* _Estratto_:
L’Europa ha una solida base industriale, ma gli alti prezzi dell’energia pesano sulla sua competitività. La decarbonizzazione dell’industria e dei sistemi energetici, così come la circolarità, sta avanzando ma dovrebbe accelerare.

La competitività dell’economia europea è sottoposta a crescenti pressioni da diverse angolazioni, tra cui gli elevati costi energetici e le sovraccapacità produttive nei paesi terzi. Il Mercato Unico, che ospita 450 milioni di consumatori e 23 milioni di aziende, è al centro della competitività a lungo termine dell’Ue. Tuttavia, le persistenti barriere nel Mercato Unico gli impediscono di raggiungere il suo pieno potenziale. L’onere normativo è visto come un ostacolo da due terzi delle aziende. È quanto emerge dalla Relazione annuale 2025 sul mercato unico e la competitività della Commissione europea, che analizza i punti di forza e di debolezza dell’economia dell’Ue. E fornisce il contesto analitico per la Bussola della competitività, un piano d’azione che riaccenderà il dinamismo economico in Europa.

COSA PREVEDE IL RAPPORTO

Il rapporto traccia, in particolare, l’evoluzione di 22 indicatori chiave di performance, come l’integrazione nel Mercato unico, la ricerca e lo sviluppo, la spesa e i prezzi dell’elettricità. Sono fondamentali per valutare la competitività dell’UE, identificare le aree che richiedono un’attenzione speciale, come il completamento del Mercato unico, la chiusura del divario di innovazione, la decarbonizzazione dell’industria e la riduzione delle dipendenze.

* _Righe archiviate_:
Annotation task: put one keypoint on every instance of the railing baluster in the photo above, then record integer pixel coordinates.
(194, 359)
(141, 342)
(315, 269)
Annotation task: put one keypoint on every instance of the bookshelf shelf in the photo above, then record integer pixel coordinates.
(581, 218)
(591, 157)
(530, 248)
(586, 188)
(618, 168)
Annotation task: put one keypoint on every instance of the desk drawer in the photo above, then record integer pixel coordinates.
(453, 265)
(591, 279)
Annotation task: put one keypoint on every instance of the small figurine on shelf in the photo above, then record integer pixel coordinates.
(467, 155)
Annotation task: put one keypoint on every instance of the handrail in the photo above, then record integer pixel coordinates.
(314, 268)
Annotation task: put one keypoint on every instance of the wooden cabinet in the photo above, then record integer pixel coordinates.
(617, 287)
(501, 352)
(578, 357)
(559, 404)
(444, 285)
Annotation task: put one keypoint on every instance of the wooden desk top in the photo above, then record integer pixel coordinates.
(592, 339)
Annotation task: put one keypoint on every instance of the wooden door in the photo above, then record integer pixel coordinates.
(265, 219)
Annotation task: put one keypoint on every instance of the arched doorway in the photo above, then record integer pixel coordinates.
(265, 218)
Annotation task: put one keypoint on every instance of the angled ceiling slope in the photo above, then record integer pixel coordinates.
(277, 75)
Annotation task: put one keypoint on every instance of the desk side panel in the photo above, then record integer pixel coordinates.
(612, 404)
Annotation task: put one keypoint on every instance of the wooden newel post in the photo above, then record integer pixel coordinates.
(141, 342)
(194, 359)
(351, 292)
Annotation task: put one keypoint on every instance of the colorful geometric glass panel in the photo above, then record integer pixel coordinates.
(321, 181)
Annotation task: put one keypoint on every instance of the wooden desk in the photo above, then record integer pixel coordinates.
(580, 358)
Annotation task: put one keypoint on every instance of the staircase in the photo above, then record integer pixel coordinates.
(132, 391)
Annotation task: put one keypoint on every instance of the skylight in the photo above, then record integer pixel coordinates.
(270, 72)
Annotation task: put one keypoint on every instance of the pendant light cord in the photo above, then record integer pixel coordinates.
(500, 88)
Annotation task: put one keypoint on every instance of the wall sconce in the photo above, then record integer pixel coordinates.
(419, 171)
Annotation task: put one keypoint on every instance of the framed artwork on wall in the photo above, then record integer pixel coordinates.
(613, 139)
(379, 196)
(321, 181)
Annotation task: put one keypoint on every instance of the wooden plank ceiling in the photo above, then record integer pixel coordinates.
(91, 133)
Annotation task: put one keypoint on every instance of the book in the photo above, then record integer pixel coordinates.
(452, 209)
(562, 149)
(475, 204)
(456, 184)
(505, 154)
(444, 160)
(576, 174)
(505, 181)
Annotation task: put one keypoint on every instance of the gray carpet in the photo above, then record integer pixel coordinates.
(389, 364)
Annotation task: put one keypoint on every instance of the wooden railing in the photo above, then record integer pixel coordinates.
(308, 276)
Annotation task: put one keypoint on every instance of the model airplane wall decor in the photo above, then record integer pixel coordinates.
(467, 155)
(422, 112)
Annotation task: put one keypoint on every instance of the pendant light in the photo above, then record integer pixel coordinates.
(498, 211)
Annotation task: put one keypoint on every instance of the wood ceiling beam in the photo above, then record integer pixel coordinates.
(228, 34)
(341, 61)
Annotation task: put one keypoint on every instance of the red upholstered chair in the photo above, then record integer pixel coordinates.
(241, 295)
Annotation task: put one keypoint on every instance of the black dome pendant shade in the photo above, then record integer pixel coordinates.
==
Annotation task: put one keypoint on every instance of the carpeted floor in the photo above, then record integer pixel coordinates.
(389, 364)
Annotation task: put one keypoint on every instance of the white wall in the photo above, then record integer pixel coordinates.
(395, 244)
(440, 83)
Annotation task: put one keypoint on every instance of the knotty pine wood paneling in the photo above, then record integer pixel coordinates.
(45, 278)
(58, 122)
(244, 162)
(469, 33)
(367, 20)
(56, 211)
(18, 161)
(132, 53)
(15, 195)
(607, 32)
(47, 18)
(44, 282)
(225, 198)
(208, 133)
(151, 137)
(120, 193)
---
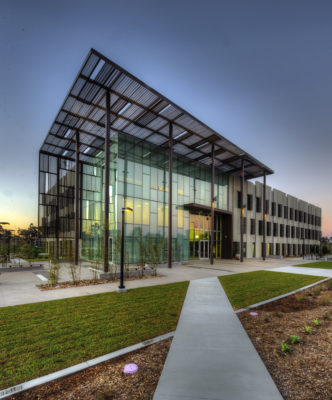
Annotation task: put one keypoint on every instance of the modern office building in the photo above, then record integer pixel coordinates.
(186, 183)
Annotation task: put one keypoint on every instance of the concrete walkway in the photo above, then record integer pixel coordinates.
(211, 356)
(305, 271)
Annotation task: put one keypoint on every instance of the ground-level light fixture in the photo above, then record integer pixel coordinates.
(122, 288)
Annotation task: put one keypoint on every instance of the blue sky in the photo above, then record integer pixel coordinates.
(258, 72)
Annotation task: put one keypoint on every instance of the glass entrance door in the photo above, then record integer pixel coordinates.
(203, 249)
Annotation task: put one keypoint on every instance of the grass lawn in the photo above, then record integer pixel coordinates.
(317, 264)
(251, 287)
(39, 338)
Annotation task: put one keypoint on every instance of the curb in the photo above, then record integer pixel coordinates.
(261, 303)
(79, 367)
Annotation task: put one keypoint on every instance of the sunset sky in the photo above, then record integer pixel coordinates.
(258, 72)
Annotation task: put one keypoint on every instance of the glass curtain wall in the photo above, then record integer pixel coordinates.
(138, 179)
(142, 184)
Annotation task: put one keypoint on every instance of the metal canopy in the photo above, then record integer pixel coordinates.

* _Requisiti del compito_:
Ricopia fedelmente, dall'estratto sulla competitività dell'Ue, la parte che si apre con le parole contenenti "La competitività dell’economia" e si chiude con "economico in Europa.".

* _Risultato dell'esercizio_:
La competitività dell’economia europea è sottoposta a crescenti pressioni da diverse angolazioni, tra cui gli elevati costi energetici e le sovraccapacità produttive nei paesi terzi. Il Mercato Unico, che ospita 450 milioni di consumatori e 23 milioni di aziende, è al centro della competitività a lungo termine dell’Ue. Tuttavia, le persistenti barriere nel Mercato Unico gli impediscono di raggiungere il suo pieno potenziale. L’onere normativo è visto come un ostacolo da due terzi delle aziende. È quanto emerge dalla Relazione annuale 2025 sul mercato unico e la competitività della Commissione europea, che analizza i punti di forza e di debolezza dell’economia dell’Ue. E fornisce il contesto analitico per la Bussola della competitività, un piano d’azione che riaccenderà il dinamismo economico in Europa.